- _Consignes_:
a. Veuillez indiquer si chacune des affirmations suivantes concorde avec l'extrait, en répondant par oui ou par non et en citant à l'identique les mots de l'extrait qui tranchent. (i) Hamid finit par oublier sa langue maternelle. (ii) Après la guerre de 1939/45, le silence d'Ali a mis en relief sa lâcheté. (iii) Les nuits de Hamid sont paisibles.
b. Recopiez sans aucune modification le passage de l'extrait qui s'ouvre sur les mots contenant « Le silence d'Hamid, lui, vient » et se clôt sur « parents et lui. ».
c. D'après l'extrait, quels rôles Hamid a-t-il tenus auprès du voisinage ?

- _Extrait_:
::::
Ils ne seront pas « intégrés » en y restant.
Dans le monde d'avant, en Kabylie, les mots pays, nation, drapeau, ont ils encore un sens quand les menaces se multiplient, lorsque on peut se faire torturer sans raison, et que lorsqu'un villageois réchappe à un enlèvement, c'est qu'il a parlé ?
Mais parlé de quoi ?
La voilà, la racine du silence, parler peut être mortel.
Il faut la plume d'
Alice Zeniter pour nous faire comprendre la complexité de la situation et du racisme par exemple, parfois une escalade entre les mots et les accents pas compris, entre ne pas déchoir et refuser de faire un effort, le doute de savoir si on a raison de demander une bière dans un café, l'acceptation d'Ali qu'on ne la lui donne pas, les dérapages et les incompréhensions, le besoin aussi de vider son sac, de provoquer avec des mots racistes pour voir ce qui va se passer, la révolte d'Hamid et les coups.
Eh oui, entre le père et le fils, un fossé se creuse et pas seulement dans les réactions face au racisme.( je pense à
Freud jugeant son père qui a ramassé son bonnet lancé dans le caniveau au son de « Juif, cède moi la place »et la honte qu'en a retiré le fils). Hamid commence à se demander pourquoi la famille a été obligée de fuir l'Algérie, ce qui a poussé son père a abandonner le pays, et il pose des questions, mais sortir du silence est impossible pour Ali et le dialogue désiré prend l'aspect d'une confrontation. le père imaginaire, royal et tout puissant cède la place au père réel, et d'autant plus critiquable que le fils se politise, manie les concepts du droit des peuples à disposer d'eux mêmes, aux indépendances, toutes les indépendances.
« Comment a-t-il pu penser autrement, lui qui se trouvait du côté des opprimés. Qui dirait, au moment où on lui ouvre la porte de sa prison : non merci, vraiment, merci, mais je crois que je vais rester là ? »
Le silence d'Ali après ses deux guerres n'ont pas la même valeur : dans celle faite après 1939/45, son silence n'a fait que souligner son héroïsme, sa pudeur de guerrier. Mais de la guerre d'Algérie, qui ne s'est jamais appelée guerre, il en est ressorti traitre et son silence n'a fait que souligner la bassesse comme si la honte l'avait privé de mots.
Le silence d'Hamid, lui, vient de son ignorance : il a quitté l ‘Algérie à 8 ans, ne se souvient plus et ne peut surtout expliquer ce que son père ne lui a jamais dit. Ne pas mettre des mots sur les peurs silencieuses n'élimine pas la peur et ses nuits sont hantées de cauchemars. Qu'il veut oublier.
Le silence, c'est aussi l'impossible communication entre deux communautés qui n'ont pas ou plus la même langue. Parce que Hamid, après avoir été l'interprète, l'avocat, le comptable, l'écrivain public et l'assistant social du voisinage, oublie sa langue maternelle et laisse le fossé du silence entre ses parents et lui.
Alice Zeniter nous livre une analyse sur le silence, l'absence, l'oubli du pays où l'on est né, la différence des cultures, en particulier en ce qui concerne les rôles hommes femmes, la primauté du fils ainé, le détrônement triste du patriarche vieillissant et obéissant, enfin la figure de Naima, retournant en Algérie, puis dans le village de ses grands parents, enfin le rôle des musulmans dans la politique des dernières années.
J'ai adoré, souligné presque chaque page, admiré la complexité de chaque situation, ce qui m'a fait à mon tour écarter les lieux communs.
::::
- _Données affichées_:
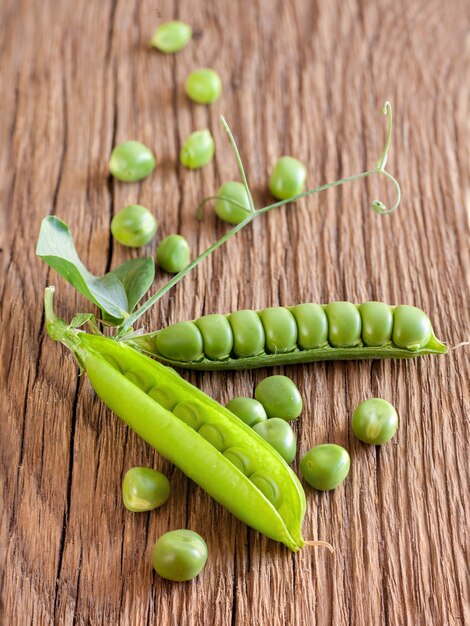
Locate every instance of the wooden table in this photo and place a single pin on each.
(302, 78)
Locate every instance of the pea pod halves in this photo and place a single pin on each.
(296, 334)
(205, 440)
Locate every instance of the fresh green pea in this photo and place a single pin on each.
(144, 489)
(375, 421)
(247, 409)
(179, 555)
(198, 150)
(248, 333)
(377, 323)
(344, 324)
(180, 342)
(227, 211)
(247, 476)
(287, 178)
(217, 336)
(411, 327)
(204, 86)
(325, 467)
(134, 226)
(131, 161)
(280, 329)
(173, 253)
(279, 435)
(171, 36)
(280, 397)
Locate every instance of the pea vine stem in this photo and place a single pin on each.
(378, 206)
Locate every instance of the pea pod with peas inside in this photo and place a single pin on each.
(212, 446)
(296, 334)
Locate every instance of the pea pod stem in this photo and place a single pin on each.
(377, 206)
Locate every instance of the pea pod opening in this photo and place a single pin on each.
(297, 334)
(204, 439)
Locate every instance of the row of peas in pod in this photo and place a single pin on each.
(181, 554)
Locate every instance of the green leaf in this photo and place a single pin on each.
(136, 276)
(80, 319)
(56, 247)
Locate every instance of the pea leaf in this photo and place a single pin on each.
(136, 276)
(56, 247)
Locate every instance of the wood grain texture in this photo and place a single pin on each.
(304, 78)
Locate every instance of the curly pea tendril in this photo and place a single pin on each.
(377, 205)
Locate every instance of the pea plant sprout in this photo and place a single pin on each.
(118, 292)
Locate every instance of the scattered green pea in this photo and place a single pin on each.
(226, 210)
(279, 435)
(375, 421)
(171, 36)
(287, 178)
(248, 410)
(204, 86)
(131, 161)
(198, 149)
(144, 489)
(134, 226)
(326, 466)
(179, 555)
(280, 397)
(173, 254)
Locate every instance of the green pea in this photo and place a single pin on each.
(280, 397)
(377, 323)
(344, 324)
(179, 555)
(375, 421)
(171, 36)
(287, 178)
(180, 342)
(217, 336)
(279, 435)
(227, 211)
(173, 254)
(411, 327)
(131, 161)
(198, 150)
(248, 333)
(280, 329)
(312, 326)
(204, 86)
(144, 489)
(134, 226)
(248, 410)
(326, 466)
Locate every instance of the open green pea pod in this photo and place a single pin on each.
(297, 334)
(212, 446)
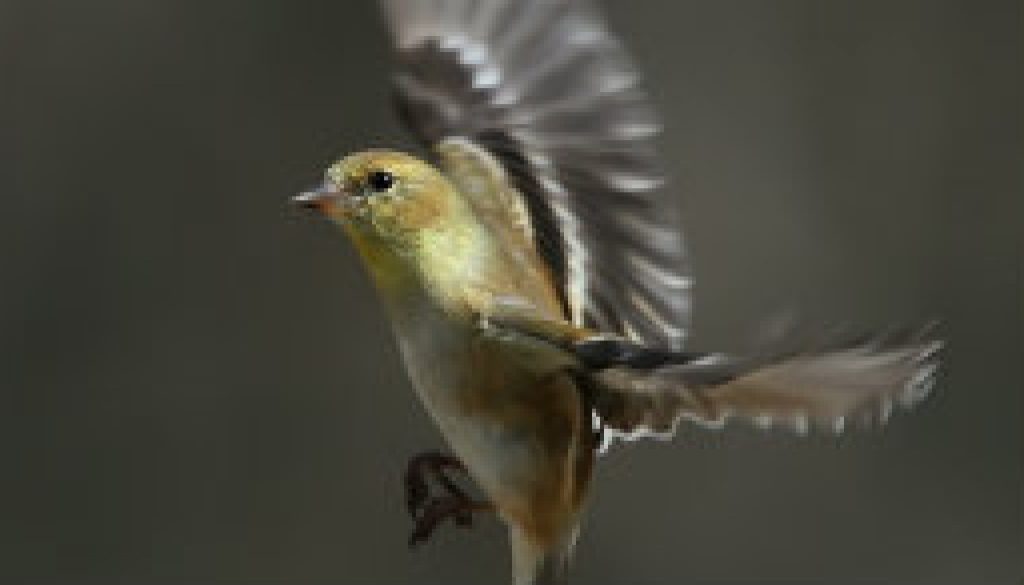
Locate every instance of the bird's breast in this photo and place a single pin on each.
(518, 430)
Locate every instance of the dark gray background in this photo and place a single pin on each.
(200, 386)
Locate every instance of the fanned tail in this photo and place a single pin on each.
(541, 566)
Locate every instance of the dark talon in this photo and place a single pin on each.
(428, 511)
(436, 509)
(417, 488)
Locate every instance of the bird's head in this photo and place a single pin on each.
(402, 214)
(383, 195)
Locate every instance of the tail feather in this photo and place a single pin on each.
(828, 386)
(536, 565)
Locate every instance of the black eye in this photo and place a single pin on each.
(380, 181)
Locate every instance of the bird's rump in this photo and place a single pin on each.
(543, 88)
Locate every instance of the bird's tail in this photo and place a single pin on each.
(641, 391)
(539, 565)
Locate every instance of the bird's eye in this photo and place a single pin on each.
(380, 181)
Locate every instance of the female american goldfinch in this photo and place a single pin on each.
(537, 286)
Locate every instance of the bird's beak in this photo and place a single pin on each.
(318, 199)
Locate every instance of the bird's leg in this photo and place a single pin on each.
(428, 511)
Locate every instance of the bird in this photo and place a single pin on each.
(538, 285)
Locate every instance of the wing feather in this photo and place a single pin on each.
(545, 89)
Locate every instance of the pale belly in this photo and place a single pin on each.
(517, 430)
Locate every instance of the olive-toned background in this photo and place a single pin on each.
(198, 384)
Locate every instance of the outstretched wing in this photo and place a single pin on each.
(544, 89)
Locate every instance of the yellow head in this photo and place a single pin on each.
(402, 214)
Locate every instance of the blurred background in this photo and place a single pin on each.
(198, 383)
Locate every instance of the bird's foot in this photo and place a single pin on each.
(428, 511)
(434, 511)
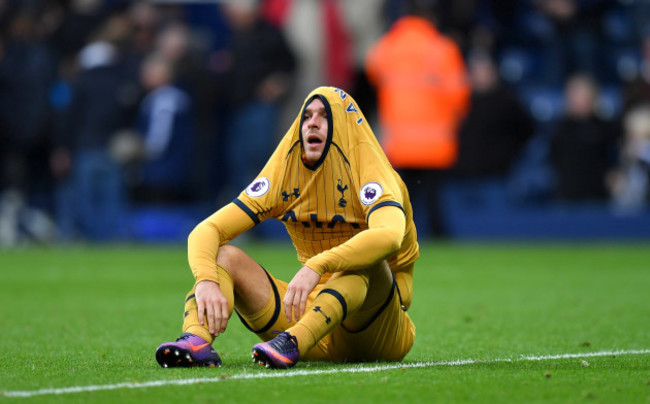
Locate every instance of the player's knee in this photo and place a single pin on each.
(229, 256)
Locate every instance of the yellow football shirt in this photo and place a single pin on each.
(325, 205)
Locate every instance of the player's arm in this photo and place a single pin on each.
(383, 238)
(203, 248)
(204, 241)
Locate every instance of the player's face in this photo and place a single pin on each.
(314, 130)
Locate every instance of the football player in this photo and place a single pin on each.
(349, 216)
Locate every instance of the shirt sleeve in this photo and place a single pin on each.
(204, 241)
(378, 186)
(382, 239)
(260, 199)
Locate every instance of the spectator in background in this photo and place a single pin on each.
(423, 94)
(27, 72)
(91, 194)
(583, 145)
(496, 127)
(166, 123)
(256, 81)
(571, 45)
(637, 91)
(630, 183)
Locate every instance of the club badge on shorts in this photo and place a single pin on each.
(258, 187)
(370, 193)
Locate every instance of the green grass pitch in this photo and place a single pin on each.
(78, 317)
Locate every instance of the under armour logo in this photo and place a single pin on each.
(286, 196)
(317, 309)
(342, 201)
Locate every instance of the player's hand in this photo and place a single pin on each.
(298, 291)
(212, 306)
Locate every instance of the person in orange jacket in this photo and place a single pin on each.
(423, 94)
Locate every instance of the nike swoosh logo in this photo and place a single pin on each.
(195, 348)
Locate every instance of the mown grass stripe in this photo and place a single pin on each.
(295, 373)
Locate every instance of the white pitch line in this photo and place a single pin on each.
(306, 372)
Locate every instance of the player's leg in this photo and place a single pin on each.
(351, 298)
(246, 287)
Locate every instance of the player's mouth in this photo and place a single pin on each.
(314, 139)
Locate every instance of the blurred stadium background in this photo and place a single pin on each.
(116, 117)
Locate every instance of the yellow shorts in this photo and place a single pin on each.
(388, 336)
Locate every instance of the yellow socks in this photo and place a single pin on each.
(342, 296)
(191, 318)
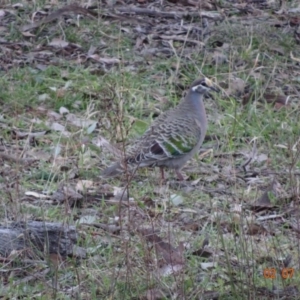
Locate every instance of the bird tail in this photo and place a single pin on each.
(113, 170)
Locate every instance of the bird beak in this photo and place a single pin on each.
(211, 86)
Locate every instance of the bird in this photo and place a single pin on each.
(172, 139)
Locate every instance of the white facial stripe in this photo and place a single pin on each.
(194, 88)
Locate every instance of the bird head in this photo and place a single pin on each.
(202, 86)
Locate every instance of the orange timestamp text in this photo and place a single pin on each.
(270, 273)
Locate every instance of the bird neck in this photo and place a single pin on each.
(194, 100)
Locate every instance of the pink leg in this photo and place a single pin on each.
(162, 173)
(179, 175)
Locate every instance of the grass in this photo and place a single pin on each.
(123, 99)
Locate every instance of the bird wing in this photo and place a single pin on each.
(165, 140)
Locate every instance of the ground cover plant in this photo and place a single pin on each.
(80, 81)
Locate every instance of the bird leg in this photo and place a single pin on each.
(179, 175)
(162, 173)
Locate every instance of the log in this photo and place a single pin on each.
(37, 237)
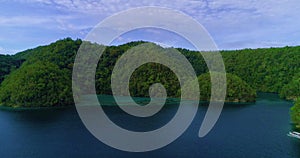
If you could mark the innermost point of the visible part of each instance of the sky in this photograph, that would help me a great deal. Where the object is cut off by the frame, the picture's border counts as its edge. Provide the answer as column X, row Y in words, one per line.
column 233, row 24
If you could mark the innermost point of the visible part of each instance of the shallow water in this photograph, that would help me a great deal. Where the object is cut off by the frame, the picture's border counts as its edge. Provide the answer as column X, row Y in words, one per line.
column 242, row 131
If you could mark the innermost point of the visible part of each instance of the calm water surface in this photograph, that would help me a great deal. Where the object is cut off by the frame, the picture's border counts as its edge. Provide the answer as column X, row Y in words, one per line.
column 249, row 131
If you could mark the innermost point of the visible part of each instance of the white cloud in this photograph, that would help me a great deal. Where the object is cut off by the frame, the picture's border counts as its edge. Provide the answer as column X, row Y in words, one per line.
column 8, row 51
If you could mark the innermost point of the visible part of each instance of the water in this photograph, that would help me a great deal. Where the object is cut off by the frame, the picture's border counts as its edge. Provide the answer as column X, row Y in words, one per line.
column 243, row 131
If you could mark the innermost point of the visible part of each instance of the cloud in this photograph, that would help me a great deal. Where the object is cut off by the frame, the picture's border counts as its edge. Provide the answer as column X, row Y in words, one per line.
column 8, row 51
column 232, row 24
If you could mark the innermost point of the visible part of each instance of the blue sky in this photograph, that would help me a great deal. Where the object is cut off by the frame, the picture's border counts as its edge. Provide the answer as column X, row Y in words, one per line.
column 233, row 24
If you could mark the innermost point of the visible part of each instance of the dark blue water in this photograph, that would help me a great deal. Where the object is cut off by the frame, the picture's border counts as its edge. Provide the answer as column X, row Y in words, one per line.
column 248, row 131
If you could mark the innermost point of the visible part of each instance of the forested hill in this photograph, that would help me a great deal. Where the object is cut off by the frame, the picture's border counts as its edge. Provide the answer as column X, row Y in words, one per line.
column 48, row 69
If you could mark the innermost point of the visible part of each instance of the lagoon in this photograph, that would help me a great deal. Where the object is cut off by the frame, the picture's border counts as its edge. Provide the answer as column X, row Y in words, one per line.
column 243, row 131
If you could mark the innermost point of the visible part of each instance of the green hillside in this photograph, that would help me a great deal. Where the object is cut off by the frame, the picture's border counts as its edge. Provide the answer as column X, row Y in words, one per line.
column 25, row 76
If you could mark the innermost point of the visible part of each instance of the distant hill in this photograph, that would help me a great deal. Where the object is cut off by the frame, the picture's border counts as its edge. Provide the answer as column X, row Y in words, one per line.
column 265, row 70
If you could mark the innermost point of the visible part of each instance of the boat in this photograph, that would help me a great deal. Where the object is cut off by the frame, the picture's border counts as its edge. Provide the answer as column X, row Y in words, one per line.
column 294, row 134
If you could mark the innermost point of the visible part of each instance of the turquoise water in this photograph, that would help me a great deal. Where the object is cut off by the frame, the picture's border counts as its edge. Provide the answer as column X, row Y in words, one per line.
column 243, row 131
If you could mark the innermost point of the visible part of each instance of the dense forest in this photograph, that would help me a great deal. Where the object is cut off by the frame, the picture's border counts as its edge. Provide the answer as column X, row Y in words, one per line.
column 25, row 76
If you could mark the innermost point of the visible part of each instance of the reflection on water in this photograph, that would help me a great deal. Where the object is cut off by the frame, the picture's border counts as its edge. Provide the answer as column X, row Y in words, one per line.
column 255, row 130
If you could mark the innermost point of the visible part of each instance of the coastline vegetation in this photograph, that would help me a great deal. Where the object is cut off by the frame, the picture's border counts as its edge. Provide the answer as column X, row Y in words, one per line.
column 42, row 76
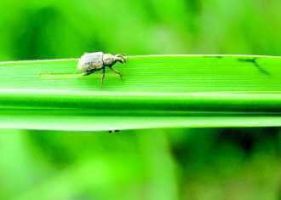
::::
- _Réponses_:
a.
(i) Oui : « oublie sa langue maternelle ».
(ii) Non : « son silence n'a fait que souligner son héroïsme, sa pudeur de guerrier ».
(iii) Non : « ses nuits sont hantées de cauchemars ».

b.
Le silence d'Hamid, lui, vient de son ignorance : il a quitté l ‘Algérie à 8 ans, ne se souvient plus et ne peut surtout expliquer ce que son père ne lui a jamais dit. Ne pas mettre des mots sur les peurs silencieuses n'élimine pas la peur et ses nuits sont hantées de cauchemars. Qu'il veut oublier.
Le silence, c'est aussi l'impossible communication entre deux communautés qui n'ont pas ou plus la même langue. Parce que Hamid, après avoir été l'interprète, l'avocat, le comptable, l'écrivain public et l'assistant social du voisinage, oublie sa langue maternelle et laisse le fossé du silence entre ses parents et lui.

c. Interprète, avocat, comptable, écrivain public et assistant social.